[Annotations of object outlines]

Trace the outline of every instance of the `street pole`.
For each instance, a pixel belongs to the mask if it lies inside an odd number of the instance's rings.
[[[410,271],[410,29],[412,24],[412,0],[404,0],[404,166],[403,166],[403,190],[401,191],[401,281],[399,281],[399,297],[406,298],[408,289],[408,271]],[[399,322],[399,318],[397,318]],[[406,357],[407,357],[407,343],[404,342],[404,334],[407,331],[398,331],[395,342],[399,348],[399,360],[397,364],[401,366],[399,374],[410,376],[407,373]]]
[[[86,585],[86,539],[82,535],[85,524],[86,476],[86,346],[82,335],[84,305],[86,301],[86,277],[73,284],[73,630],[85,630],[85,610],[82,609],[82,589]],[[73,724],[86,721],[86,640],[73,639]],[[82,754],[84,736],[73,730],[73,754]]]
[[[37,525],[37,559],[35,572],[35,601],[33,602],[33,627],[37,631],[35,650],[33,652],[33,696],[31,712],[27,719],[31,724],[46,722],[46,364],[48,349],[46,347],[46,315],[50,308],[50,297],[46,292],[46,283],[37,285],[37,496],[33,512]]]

DO THIS:
Please convert all of the lines above into a JSON list of strings, one string per line, and leave out any blank lines.

FULL OUTPUT:
[
  "Trace the outline of every instance of the `street pole`.",
  "For each instance, a pixel belongs to the mask if it lies inside an odd number of the instance's rings.",
  "[[[410,271],[410,29],[412,24],[412,0],[404,0],[404,166],[403,166],[403,190],[401,191],[401,281],[399,281],[399,297],[406,298],[408,289],[408,271]],[[399,322],[399,318],[397,318]],[[406,357],[407,357],[407,343],[404,342],[404,334],[407,331],[398,331],[395,342],[399,348],[399,360],[397,364],[401,366],[399,374],[410,376],[407,373]]]",
  "[[[86,585],[86,539],[82,535],[85,524],[86,476],[86,346],[82,335],[84,305],[86,301],[86,277],[73,284],[73,630],[85,630],[85,610],[82,609],[82,589]],[[73,724],[86,721],[86,640],[73,639]],[[82,754],[84,736],[73,730],[73,754]]]",
  "[[[37,525],[37,559],[35,572],[35,601],[33,602],[33,627],[37,631],[35,650],[33,652],[33,696],[31,712],[27,719],[31,724],[46,722],[46,364],[48,349],[46,347],[46,315],[50,308],[50,297],[46,292],[46,283],[37,285],[37,496],[33,512]]]"
]